**Work to complete**.
**1.** Answer these questions about the reader-question post on nuclear power and gas prices:
(a) In what year did the writer leave the nuclear Navy?
(b) What does the Adams Engine use as its coolant and working fluid?
(c) What percentage of Texas's electricity comes from burning natural gas?
**2.** Write out the part of the reader-question post on nuclear power and gas prices, starting with "Here is how" and going on through "entire operational lives.".

Top of Document excerpt

Reader question – How can nuclear power help reduce gas prices?
Sometimes there are discussions in the comments of previous posts that deserve to be elevated to the main pages since I know that not everyone is a fan of trying to follow long threads of conversation. I received a comment on an earlier post from reader Ian who asked:
Can you summarize how you think building more electricity-producing nuclear reactors can reduce the pump price of gasoline in the United States?
Here is how I responded to his question.
Ian:
There are numerous overlaps between oil and natural gas demand and nuclear power.
First of all, I do not limit my arguments to conventional assumptions that uranium fueled power plants can only supply electricity or that their capital cost is so high that they cannot be used to supply variable loads.
If you know much about me, you know that I gained much of my initial knowledge about nuclear power by training as a ship propulsion plant operations specialist in the US Navy’s Nuclear submarine program. The reactors produced for that program directly replace diesel engines and oil fired steam plants and certainly operate in a load following mode for their entire operational lives.
Since leaving the nuclear Navy in 1990, I have been working on the Adams Engine (www.atomicengines.com), a completely different kind of nuclear power system – one that uses gas instead of water as the coolant and working fluid. That design (there are not yet any being produced), is called an engine for a very specific reason – they are designed to be load following machines specifically aimed at markets where oil and gas are the main competitors.
Even the conventional reactors that are being built by much larger companies, however, will have a significant role to play in shifting from petroleum (oil and gas) to uranium and thorium.
Here are the markets where nuclear power can compete with petroleum and change the supply/demand balance that is currently driving higher prices:
1. Baseload electricity – Texas currently produces 72% of its electricity by burning natural gas, New England and California have similar portions. In order to supply those kinds of portions of the power supply, there must be more baseload and near baseload gas (with oil backup) plants than you assume.
2. Home heating oil – all electric houses are economical if the price of electricity is low enough, which includes using a very low cost fuel source. It would not make sense to burn gas or oil in a power plant to supply home heat, but it can certainly make sense to use 0.4 cents per kilowatt hour uranium, especially since heating demands tend to increase during low usage hours (it is colder at night in the winter in the Northeast and upper Midwest where oil is burned in home furnaces.)

Bottom of Document excerpt
Top of Data supplied

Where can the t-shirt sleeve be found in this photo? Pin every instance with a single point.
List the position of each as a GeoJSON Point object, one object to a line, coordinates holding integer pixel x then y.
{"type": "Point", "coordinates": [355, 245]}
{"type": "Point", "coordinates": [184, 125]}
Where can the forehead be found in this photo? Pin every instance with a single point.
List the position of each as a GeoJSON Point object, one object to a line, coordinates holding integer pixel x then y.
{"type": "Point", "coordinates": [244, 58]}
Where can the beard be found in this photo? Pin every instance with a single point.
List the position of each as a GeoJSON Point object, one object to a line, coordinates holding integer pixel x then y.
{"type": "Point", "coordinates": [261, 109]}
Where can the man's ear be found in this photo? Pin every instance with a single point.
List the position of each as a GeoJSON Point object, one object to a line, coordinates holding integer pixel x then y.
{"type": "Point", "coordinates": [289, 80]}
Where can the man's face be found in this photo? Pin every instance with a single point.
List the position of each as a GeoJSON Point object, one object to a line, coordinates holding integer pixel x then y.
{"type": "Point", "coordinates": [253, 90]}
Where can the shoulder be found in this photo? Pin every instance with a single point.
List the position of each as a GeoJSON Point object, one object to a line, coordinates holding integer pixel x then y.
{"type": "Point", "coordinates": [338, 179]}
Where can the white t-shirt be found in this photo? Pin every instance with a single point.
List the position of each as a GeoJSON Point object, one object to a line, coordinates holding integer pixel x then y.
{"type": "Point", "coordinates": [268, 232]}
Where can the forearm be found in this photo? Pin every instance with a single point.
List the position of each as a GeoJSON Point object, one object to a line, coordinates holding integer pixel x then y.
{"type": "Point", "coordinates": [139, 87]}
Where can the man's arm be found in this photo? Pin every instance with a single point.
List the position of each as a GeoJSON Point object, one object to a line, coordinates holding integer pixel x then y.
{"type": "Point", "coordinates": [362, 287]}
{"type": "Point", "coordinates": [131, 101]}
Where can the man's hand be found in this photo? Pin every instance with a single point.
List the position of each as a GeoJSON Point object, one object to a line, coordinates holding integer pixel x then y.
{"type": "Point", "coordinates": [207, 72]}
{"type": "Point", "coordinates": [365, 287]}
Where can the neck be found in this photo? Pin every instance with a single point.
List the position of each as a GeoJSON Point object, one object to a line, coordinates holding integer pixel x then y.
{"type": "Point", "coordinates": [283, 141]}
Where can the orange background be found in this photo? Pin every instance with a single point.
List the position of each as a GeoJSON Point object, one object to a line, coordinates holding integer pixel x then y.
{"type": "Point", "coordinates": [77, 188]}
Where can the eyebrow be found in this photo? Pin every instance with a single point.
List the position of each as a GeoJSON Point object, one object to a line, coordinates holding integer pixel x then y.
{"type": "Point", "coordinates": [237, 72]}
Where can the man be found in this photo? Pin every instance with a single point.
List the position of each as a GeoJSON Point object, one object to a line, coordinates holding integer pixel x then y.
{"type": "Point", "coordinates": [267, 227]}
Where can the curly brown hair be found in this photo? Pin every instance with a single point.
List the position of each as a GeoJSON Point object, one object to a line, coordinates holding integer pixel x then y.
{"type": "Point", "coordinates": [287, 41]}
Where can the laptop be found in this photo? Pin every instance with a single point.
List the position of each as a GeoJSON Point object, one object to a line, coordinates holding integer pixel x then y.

Bottom of Data supplied

**Expected results**.
**1.**
(a) 1990
(b) Gas instead of water
(c) 72%

**2.**
Here is how I responded to his question.
Ian:
There are numerous overlaps between oil and natural gas demand and nuclear power.
First of all, I do not limit my arguments to conventional assumptions that uranium fueled power plants can only supply electricity or that their capital cost is so high that they cannot be used to supply variable loads.
If you know much about me, you know that I gained much of my initial knowledge about nuclear power by training as a ship propulsion plant operations specialist in the US Navy’s Nuclear submarine program. The reactors produced for that program directly replace diesel engines and oil fired steam plants and certainly operate in a load following mode for their entire operational lives.